Position identification entries
'''
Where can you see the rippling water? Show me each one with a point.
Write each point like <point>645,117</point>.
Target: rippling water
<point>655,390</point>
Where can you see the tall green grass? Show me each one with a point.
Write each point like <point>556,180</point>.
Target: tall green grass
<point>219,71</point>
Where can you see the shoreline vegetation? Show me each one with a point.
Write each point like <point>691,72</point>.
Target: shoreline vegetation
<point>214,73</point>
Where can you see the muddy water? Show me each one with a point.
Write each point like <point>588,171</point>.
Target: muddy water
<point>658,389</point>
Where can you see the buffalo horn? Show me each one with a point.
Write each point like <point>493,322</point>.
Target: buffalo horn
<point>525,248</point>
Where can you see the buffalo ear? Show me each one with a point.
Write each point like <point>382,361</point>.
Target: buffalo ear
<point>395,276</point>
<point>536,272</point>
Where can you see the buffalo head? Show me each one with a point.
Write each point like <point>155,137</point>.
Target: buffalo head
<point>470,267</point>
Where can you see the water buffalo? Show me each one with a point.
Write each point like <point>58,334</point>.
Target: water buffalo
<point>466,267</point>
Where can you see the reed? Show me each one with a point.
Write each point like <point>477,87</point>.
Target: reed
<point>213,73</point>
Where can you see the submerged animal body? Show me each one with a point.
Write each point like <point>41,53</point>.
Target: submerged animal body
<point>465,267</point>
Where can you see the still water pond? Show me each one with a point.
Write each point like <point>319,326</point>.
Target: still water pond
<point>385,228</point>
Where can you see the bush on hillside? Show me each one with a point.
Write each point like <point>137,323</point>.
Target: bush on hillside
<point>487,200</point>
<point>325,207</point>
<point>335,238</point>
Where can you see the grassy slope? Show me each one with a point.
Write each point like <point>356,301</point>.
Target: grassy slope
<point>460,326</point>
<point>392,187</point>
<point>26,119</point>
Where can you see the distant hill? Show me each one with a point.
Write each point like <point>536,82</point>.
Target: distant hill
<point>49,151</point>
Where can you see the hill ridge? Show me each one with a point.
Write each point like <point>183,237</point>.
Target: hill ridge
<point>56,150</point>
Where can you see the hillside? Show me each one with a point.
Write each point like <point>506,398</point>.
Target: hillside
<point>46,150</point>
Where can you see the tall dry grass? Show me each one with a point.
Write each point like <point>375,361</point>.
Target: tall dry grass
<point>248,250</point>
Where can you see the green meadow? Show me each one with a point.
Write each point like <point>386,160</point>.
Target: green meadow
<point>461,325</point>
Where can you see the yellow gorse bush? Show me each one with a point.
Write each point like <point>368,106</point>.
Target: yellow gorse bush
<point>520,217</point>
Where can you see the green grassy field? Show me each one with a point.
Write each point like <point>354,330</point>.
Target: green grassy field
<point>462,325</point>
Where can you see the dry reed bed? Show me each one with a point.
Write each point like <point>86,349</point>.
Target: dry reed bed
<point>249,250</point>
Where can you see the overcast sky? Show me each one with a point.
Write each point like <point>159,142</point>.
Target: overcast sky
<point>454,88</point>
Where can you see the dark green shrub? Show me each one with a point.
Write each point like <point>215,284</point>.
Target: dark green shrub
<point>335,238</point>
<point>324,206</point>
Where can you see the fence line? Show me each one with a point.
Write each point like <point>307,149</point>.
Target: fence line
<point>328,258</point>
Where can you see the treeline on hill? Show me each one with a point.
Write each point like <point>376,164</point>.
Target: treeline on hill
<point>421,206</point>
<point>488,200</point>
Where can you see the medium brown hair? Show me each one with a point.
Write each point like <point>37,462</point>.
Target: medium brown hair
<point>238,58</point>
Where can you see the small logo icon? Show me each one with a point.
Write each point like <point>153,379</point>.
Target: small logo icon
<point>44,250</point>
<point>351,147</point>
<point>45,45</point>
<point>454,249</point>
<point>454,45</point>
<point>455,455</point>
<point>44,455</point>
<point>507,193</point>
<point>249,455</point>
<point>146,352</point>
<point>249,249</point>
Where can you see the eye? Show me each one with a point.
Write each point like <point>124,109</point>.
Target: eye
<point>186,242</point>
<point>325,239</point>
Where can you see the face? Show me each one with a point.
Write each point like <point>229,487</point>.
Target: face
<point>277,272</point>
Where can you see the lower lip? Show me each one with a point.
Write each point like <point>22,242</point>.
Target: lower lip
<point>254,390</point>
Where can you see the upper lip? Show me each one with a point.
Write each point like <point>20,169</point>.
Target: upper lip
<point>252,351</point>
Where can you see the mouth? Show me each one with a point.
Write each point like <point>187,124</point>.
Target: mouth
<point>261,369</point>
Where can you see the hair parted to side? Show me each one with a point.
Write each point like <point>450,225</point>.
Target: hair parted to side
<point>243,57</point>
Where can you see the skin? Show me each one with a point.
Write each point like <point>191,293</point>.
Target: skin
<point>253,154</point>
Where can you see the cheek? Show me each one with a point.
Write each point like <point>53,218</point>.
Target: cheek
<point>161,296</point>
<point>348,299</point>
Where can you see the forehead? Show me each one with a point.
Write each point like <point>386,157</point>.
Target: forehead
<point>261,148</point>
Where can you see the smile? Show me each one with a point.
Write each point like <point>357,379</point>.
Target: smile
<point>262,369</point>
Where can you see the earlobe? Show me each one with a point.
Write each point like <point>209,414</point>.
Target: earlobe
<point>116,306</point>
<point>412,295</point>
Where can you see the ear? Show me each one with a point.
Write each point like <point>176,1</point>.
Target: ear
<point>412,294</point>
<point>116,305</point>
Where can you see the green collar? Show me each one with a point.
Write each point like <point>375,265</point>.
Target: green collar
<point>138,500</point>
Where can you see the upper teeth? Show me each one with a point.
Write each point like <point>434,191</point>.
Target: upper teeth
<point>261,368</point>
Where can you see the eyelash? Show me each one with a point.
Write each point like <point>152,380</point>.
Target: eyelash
'''
▸ **What you need to do**: Please echo every line of the entries above, word for word.

▸ **Reply to the task**:
Where can you see the rippling water? Show me each one with a point.
Write each point like <point>645,117</point>.
Target: rippling water
<point>655,390</point>
Where can you see the tall green grass? Show me each one with a point.
Write each point like <point>556,180</point>.
Target: tall green grass
<point>219,71</point>
Where can you see the shoreline vegetation? Show me each one with a point.
Write each point like <point>691,72</point>.
Target: shoreline vegetation
<point>214,73</point>
Where can you see the muddy water? Show me each one with a point.
Write each point like <point>588,171</point>.
Target: muddy water
<point>658,389</point>
Where can you see the buffalo horn? Show me each one with a point.
Write each point like <point>493,322</point>.
Target: buffalo horn
<point>525,248</point>
Where can you see the buffalo ear? Show me each one with a point.
Write each point like <point>382,361</point>.
Target: buffalo ear
<point>395,276</point>
<point>536,272</point>
Where can you see the buffalo head? Show me each one with a point.
Write each point like <point>155,137</point>.
Target: buffalo head
<point>470,267</point>
Where can you see the water buffalo? Show me each one with a point.
Write each point like <point>58,334</point>.
Target: water buffalo
<point>466,267</point>
Where can you see the reed? Show me each one with a point.
Write each point like <point>477,87</point>.
Target: reed
<point>213,73</point>
Where can you see the submerged animal body? Show me each one with a point.
Write each point like <point>41,53</point>.
Target: submerged animal body
<point>465,267</point>
Where can you see the still water pond? Show me each one with a point.
Write each point like <point>319,326</point>.
Target: still water pond
<point>385,228</point>
Where can you see the bush on hillside? Show me each one with a point.
Write each point like <point>137,323</point>.
Target: bush on hillside
<point>487,200</point>
<point>325,207</point>
<point>335,238</point>
Where can you see the grassy slope? Show me each one with a point.
Write each point like <point>356,301</point>.
Target: grassy slope
<point>460,326</point>
<point>392,187</point>
<point>26,119</point>
Where can you see the distant hill? Show me each one with a point.
Write each point like <point>536,82</point>.
Target: distant hill
<point>49,151</point>
Where can you see the hill ridge? Show me each one with a point.
Write each point like <point>183,237</point>.
Target: hill ridge
<point>56,150</point>
Where can you see the hillside? Show me each one with a point.
Write each point like <point>506,398</point>.
Target: hillside
<point>46,150</point>
Where can you see the tall dry grass? Show me each one with a point.
Write each point like <point>375,361</point>.
Target: tall dry grass
<point>248,250</point>
Where can you see the green meadow? Show me each one with a point.
Write each point like <point>386,160</point>.
Target: green meadow
<point>461,325</point>
Where can you see the yellow gorse bush? Show me each one with a point.
Write each point like <point>368,106</point>.
Target: yellow gorse bush
<point>520,217</point>
Where can you see the green grassy field? Show me each one with a point.
Write each point like <point>354,330</point>.
Target: green grassy field
<point>462,325</point>
Where can you see the dry reed bed? Show me each one with a point.
Write each point like <point>86,349</point>.
Target: dry reed bed
<point>249,250</point>
Where can you see the overcast sky? Show me each one with a point.
Write each point like <point>159,142</point>.
Target: overcast sky
<point>454,88</point>
Where can you see the dark green shrub? Show me each one with a point.
Write each point like <point>215,284</point>.
Target: dark green shrub
<point>335,238</point>
<point>324,206</point>
Where can you see the fence line? Show me each one with a point.
Write each point like <point>307,149</point>.
Target: fence line
<point>328,258</point>
Where can you see the treeline on hill? Show me each one with a point.
Write each point like <point>376,164</point>.
Target: treeline on hill
<point>421,206</point>
<point>488,200</point>
Where can you see the medium brown hair? Show me each one with a point.
Write each point like <point>37,462</point>.
Target: medium brown hair
<point>238,58</point>
Where can you see the small logo icon? Show me each one with a point.
Write each point like <point>153,379</point>.
Target: small logo icon
<point>44,250</point>
<point>351,147</point>
<point>45,45</point>
<point>454,249</point>
<point>454,45</point>
<point>455,455</point>
<point>44,455</point>
<point>507,193</point>
<point>249,455</point>
<point>146,352</point>
<point>249,249</point>
Where can you see the eye? Show me each one with a point.
Write each point like <point>124,109</point>.
Target: eye
<point>186,242</point>
<point>325,239</point>
Where can you see the face? Show me each one with a point.
Write each point like <point>229,487</point>.
Target: face
<point>277,272</point>
Where can you see the lower lip? Show me each one with a point.
Write each point like <point>22,242</point>.
Target: lower lip
<point>254,390</point>
Where can you see the upper lip? Show me each one with a point.
Write each point like <point>20,169</point>.
Target: upper lip
<point>252,351</point>
Where can you see the mouth? Show me each one with a point.
Write each point like <point>187,124</point>.
Target: mouth
<point>261,369</point>
Where can you see the hair parted to side? Show me each one with a point.
Write each point like <point>450,225</point>.
Target: hair parted to side
<point>243,57</point>
Where can you see the skin? Show me each one with a point.
Write each point like <point>191,293</point>.
Target: skin
<point>253,154</point>
Where can you see the cheek? Show me each one with a point.
Write each point like <point>53,218</point>.
Target: cheek
<point>161,296</point>
<point>348,299</point>
Where can you see the forehead? Show me each one with a point.
Write each point like <point>386,157</point>.
Target: forehead
<point>261,148</point>
Where can you see the smile? Show me each one with a point.
Write each point like <point>357,379</point>.
Target: smile
<point>262,369</point>
Where can you see the earlobe? Show me each one with a point.
Write each point like <point>209,414</point>.
Target: earlobe
<point>116,306</point>
<point>412,295</point>
Where can you see the ear? Show me each one with a point.
Write each point like <point>176,1</point>.
Target: ear
<point>412,294</point>
<point>116,305</point>
Where can you see the green collar? Show me each one with a point.
Write each point like <point>375,265</point>.
Target: green collar
<point>138,500</point>
Where can you see the upper teeth? Show me each one with a point.
Write each point like <point>434,191</point>.
Target: upper teeth
<point>261,368</point>
Where can you see the eyelash? Show me each one with a point.
Write each point like <point>152,380</point>.
Target: eyelash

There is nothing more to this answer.